Com base no trecho abaixo, sobre o retorno a Bragança do Pará, responda às perguntas:
(a) Em que ano se deu o retorno a Bragança do Pará?
(b) Além do Brasil, de que países eram os lugares pelos quais o poeta errante andou?
(c) O que foi feito durante os deslocamentos semanais de ida e de volta?

● **TRECHO DO TEXTO**
________________
Quando retornei à Bragança do Pará, em 2012, eu era um homem que beirava os 50 anos, e transportava comigo a esperança de que minhas andanças chegariam ao fim.

Ao habitar finalmente a minha Terra, eu trazia na pequena bagagem da mudança mais sonhos do que objetos.

Um desses sonhos era sentir o cheiro de um passado que nunca tive porque nunca morei no lugar em que nasci.

Participantes do Cortejo do Sarau da Lua Minguante - Igreja de São Benedito
(Foto PEDROSA NETO)

Eu queria morar as mesmas ruas e bairros que meus pais e avós viveram para  experimentar o que só sabia de ouvir falar, quando era menino e adolescente.

A aldeia, o cereja...

E eram tantas histórias e todas elas se impregnavam em meus sonhos.

Os quintais que nunca brinquei, os campos que jamais corri, as árvores de cujos frutos não comi.

Lugares que não vi, mas dos quais recordo o sabor pelas memórias dos meus pais que já se foram, e dos meus irmãos mais velhos, que não se cansam de me contar as mesmas histórias que eu não me canso de escutar.

Mesmo sendo um poeta errante, entre idas e vindas do Brasil e de outros países, europeus e africanos, todo final de ano, eu escutava o chamado dos meus sagrados antepassados.

E podia ouvir do meu coração o ritmo dos tambores dos esmoleiros das comitivas de São Benedito chegando dos distantes percursos que fazem em praias, colônias e campos.

Então, eu sentia o fechamento de um ciclo, como as quatro estações da lua, que não tem luz própria, sendo, pois, a sombra, em si mesma.

E quando míngua a lua, não se deve começar coisa alguma.

Ou, não.

                 Sarau da Lua Minguante - sede da Tribuna do Salgado

          (Foto DRI TRINDADE)

Voltei, fazia Mestrado e ministrava aulas na UFPa, então, toda semana, eu fazia o percurso de ida e de volta.

E fiz poemas e filmes nestes deslocamentos.

E matutava em minha irrequieta mente coisas que poderia fazer na e pela minha cidade.
________________
● **DADOS FORNECIDOS**

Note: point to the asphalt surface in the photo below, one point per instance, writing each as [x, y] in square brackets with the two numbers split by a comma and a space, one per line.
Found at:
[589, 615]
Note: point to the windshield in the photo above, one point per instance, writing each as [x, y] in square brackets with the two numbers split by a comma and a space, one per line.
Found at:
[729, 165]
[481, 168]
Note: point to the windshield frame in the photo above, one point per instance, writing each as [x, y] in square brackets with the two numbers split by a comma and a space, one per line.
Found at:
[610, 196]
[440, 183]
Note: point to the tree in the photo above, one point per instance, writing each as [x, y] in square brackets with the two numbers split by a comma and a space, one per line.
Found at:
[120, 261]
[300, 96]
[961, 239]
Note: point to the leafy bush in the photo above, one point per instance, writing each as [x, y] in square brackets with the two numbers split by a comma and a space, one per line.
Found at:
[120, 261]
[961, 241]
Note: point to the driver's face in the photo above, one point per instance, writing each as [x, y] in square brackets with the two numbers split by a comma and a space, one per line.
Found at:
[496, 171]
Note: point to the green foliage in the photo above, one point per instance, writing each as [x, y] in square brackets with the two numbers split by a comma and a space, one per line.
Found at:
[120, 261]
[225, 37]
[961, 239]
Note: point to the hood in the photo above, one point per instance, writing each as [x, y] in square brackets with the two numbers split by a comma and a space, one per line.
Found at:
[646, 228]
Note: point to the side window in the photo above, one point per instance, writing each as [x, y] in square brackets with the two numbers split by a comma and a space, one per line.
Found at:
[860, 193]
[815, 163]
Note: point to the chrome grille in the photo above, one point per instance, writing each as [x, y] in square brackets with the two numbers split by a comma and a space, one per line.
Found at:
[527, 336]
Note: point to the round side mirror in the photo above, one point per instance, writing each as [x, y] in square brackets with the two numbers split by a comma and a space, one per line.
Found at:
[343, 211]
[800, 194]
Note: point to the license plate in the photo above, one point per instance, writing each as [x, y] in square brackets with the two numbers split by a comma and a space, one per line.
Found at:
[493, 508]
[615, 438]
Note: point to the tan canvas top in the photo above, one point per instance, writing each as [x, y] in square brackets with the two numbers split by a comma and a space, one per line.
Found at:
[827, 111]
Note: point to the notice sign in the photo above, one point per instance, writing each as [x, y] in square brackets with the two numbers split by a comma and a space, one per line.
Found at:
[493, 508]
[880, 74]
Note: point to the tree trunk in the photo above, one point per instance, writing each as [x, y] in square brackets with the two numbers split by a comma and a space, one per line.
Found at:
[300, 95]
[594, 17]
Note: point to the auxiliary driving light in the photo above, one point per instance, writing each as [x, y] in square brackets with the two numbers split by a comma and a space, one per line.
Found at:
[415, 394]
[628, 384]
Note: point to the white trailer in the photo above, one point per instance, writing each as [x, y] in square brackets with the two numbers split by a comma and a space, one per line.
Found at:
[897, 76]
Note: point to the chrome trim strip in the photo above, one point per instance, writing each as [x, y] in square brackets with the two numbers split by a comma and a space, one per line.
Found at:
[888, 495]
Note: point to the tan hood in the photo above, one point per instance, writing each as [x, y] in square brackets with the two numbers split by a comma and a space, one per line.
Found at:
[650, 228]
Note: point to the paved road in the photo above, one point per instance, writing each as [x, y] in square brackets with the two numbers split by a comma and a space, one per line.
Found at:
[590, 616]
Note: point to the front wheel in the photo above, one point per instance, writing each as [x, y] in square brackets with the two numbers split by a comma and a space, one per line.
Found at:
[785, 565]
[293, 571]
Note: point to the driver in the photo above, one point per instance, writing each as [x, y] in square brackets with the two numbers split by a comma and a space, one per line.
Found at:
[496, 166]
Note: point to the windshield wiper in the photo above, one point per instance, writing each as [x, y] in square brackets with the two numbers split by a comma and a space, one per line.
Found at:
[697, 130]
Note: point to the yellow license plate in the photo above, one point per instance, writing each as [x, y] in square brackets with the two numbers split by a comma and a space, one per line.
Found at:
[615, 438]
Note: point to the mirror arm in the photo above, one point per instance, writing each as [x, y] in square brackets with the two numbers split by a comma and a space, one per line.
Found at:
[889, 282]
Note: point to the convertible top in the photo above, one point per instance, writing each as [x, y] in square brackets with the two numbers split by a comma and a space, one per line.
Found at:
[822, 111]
________________
● **SOLUÇÃO ESCRITA**
(a) Em 2012.
(b) De países europeus e africanos.
(c) Poemas e filmes.